Input records →
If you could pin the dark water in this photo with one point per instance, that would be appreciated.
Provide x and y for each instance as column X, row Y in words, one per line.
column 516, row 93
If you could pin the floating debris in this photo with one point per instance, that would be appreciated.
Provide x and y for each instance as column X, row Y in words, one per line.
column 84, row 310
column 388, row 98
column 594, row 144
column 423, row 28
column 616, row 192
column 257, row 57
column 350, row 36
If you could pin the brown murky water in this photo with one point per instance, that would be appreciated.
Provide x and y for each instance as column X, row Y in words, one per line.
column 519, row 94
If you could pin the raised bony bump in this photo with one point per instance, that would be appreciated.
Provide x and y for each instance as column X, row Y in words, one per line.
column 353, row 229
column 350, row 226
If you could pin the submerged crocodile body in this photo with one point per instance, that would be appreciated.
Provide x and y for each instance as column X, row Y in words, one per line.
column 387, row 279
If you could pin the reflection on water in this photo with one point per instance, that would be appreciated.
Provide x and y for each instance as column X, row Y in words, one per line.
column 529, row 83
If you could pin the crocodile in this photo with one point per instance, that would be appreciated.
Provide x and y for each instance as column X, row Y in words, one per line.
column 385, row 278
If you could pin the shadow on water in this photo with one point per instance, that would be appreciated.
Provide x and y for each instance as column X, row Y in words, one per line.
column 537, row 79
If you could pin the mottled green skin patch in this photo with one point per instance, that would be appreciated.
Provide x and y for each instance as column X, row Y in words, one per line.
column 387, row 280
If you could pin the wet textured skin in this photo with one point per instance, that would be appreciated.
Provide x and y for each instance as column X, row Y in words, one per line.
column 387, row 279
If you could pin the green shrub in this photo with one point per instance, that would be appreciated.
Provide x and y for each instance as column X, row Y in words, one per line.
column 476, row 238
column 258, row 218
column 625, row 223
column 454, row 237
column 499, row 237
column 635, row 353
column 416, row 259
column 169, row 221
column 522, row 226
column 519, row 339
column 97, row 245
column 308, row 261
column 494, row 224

Aim → Write out all of the material above again, word for word, keeping every line unchanged.

The solution →
If you could pin the dark water in this photo with one point per instance, that would be appreciated.
Provide x and y for each instance as column X, row Y in words, one per line.
column 516, row 93
If you could pin the floating debris in this photo with one point per instance, that would be appreciated.
Provide x and y for each instance as column X, row Y in words, one per line.
column 84, row 310
column 388, row 98
column 594, row 144
column 423, row 28
column 616, row 192
column 257, row 57
column 350, row 36
If you could pin the brown murky water in this photo with one point per instance, that would be appreciated.
Provide x and y for each instance as column X, row Y in words, one per line.
column 519, row 94
If you could pin the raised bony bump in this photo with one point per instance, that would be appreciated.
Provide x and y for each instance as column X, row Y in words, one per line.
column 353, row 229
column 350, row 226
If you could pin the submerged crocodile body in this photo with one point per instance, that would be appreciated.
Provide x and y for each instance as column X, row Y in words, one per line.
column 387, row 279
If you could pin the reflection on water in this photo with one point per instance, that would be appreciated.
Provide x and y for each instance as column X, row Y in words, one per line.
column 529, row 83
If you could pin the crocodile in this photo with one point per instance, that would be appreciated.
Provide x and y for each instance as column X, row Y in words, one per line.
column 385, row 278
If you could pin the shadow on water in this photo with one point per instance, that would be appreciated.
Provide x and y for each instance as column X, row Y in words, one per line.
column 537, row 79
If you could pin the mottled green skin patch in this photo with one point per instance, that would be appreciated.
Provide x and y for each instance as column X, row Y in words, one per line.
column 387, row 280
If you could pin the wet textured skin in this photo with one point per instance, that would be appreciated.
Provide x and y for each instance as column X, row Y in words, one per line.
column 387, row 279
If you could pin the green shrub in this photo with one point per instance, that would be appreciated.
Provide x and y for each instance as column X, row Y in words, one per line.
column 476, row 238
column 258, row 218
column 625, row 223
column 454, row 237
column 499, row 237
column 635, row 353
column 416, row 259
column 169, row 221
column 522, row 226
column 519, row 339
column 97, row 245
column 308, row 261
column 494, row 224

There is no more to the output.